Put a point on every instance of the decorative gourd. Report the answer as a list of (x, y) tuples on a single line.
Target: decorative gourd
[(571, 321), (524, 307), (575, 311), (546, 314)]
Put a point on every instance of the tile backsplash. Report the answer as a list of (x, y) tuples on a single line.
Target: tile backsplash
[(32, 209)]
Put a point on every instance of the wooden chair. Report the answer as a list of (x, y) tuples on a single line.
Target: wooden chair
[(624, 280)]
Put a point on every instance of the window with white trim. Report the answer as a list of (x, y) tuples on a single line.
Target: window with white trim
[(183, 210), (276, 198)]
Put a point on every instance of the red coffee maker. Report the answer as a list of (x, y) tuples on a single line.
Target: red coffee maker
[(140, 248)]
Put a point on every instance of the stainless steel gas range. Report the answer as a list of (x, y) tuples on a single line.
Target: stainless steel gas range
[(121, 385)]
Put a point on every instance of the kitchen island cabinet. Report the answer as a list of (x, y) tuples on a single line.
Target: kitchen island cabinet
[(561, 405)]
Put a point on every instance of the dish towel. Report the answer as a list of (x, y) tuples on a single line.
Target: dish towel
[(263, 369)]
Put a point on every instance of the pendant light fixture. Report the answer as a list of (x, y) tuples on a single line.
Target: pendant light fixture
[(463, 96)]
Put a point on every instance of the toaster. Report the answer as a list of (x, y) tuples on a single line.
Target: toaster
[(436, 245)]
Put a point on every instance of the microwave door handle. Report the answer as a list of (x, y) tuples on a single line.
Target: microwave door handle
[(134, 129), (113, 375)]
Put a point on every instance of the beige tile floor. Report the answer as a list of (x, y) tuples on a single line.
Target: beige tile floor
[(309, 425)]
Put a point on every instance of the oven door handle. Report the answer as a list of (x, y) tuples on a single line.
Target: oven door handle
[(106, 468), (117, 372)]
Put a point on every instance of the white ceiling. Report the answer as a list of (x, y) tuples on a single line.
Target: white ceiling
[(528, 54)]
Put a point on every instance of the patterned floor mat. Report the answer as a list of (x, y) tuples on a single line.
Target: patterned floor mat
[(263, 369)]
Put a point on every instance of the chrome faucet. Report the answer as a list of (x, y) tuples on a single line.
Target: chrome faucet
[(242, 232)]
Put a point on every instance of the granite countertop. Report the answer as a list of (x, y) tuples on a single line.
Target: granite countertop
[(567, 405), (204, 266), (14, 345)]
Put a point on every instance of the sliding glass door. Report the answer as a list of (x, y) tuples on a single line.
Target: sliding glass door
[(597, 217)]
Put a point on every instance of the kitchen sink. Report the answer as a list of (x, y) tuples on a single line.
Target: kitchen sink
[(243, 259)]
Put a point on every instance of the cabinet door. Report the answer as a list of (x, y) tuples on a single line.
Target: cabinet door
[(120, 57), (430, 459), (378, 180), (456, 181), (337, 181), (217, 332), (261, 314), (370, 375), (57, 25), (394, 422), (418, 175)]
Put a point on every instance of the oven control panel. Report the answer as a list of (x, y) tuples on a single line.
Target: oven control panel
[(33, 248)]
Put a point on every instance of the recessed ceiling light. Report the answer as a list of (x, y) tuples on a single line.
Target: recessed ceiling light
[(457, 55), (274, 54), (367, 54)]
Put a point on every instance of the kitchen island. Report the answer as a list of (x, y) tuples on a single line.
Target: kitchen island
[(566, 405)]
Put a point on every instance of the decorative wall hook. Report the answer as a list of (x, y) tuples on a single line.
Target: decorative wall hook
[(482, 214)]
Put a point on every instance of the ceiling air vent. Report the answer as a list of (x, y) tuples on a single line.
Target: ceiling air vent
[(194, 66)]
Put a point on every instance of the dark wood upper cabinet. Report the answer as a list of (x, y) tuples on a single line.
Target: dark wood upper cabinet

***

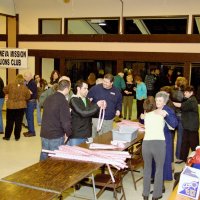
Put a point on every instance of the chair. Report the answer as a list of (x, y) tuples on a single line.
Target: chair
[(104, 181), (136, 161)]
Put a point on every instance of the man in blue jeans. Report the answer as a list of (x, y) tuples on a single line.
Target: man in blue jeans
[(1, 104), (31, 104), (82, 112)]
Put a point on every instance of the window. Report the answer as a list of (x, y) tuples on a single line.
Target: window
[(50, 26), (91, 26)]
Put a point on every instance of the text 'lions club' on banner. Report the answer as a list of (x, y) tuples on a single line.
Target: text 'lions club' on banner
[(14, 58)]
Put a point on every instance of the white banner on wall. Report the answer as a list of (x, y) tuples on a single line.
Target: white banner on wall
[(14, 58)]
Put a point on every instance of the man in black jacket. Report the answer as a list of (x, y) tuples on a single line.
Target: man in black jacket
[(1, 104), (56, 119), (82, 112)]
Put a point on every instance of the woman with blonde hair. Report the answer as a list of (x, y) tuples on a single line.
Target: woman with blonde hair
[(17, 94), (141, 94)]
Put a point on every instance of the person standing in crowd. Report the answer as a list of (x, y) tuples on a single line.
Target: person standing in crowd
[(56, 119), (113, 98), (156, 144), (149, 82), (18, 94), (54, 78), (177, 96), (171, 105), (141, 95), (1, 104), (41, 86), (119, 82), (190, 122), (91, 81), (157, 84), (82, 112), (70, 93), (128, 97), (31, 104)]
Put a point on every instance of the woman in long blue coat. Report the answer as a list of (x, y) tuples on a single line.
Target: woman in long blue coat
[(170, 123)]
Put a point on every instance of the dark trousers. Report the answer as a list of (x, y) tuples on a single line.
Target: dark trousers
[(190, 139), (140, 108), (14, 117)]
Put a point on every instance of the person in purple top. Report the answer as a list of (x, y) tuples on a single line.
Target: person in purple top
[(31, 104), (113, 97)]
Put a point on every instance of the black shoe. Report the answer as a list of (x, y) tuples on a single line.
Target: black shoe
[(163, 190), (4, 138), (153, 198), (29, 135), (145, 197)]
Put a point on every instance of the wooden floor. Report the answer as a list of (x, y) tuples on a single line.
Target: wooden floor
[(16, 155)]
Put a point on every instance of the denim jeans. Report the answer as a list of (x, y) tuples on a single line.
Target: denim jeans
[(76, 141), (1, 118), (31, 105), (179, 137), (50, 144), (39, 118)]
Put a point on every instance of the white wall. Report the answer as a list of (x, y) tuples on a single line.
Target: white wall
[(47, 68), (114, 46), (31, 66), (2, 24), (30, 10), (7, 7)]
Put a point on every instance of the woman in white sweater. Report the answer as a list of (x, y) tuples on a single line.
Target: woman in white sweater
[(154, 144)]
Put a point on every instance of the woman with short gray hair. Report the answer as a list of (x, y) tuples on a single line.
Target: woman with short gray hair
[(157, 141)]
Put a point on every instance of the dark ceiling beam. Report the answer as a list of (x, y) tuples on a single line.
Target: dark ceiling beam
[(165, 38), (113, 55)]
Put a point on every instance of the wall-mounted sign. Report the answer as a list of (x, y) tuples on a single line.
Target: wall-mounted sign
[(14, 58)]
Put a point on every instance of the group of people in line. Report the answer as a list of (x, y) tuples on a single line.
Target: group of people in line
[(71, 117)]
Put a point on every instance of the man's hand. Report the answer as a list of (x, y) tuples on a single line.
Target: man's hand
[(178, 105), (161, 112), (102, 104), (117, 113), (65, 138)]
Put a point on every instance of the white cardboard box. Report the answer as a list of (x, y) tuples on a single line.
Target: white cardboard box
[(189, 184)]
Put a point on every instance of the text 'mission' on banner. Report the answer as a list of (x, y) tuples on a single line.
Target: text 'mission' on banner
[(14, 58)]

***

Instructions to follow:
Write out the rows from the line with "Put a point on every instance of the decorative gourd." up to and including the line with "[(624, 280)]", matching them character for character.

Solved exercise:
Put a point on every instance of the decorative gourd. Report the answer as a list of (x, y) tuples on a single line.
Target: decorative gourd
[(571, 321), (524, 307), (575, 311), (546, 314)]
Put a point on every instance of the tile backsplash. Report the answer as a list of (x, y) tuples on a single line.
Target: tile backsplash
[(32, 209)]
Put a point on every instance of the wooden chair. Report the answer as a list of (x, y) tuples on a single line.
Target: wooden chair
[(624, 280)]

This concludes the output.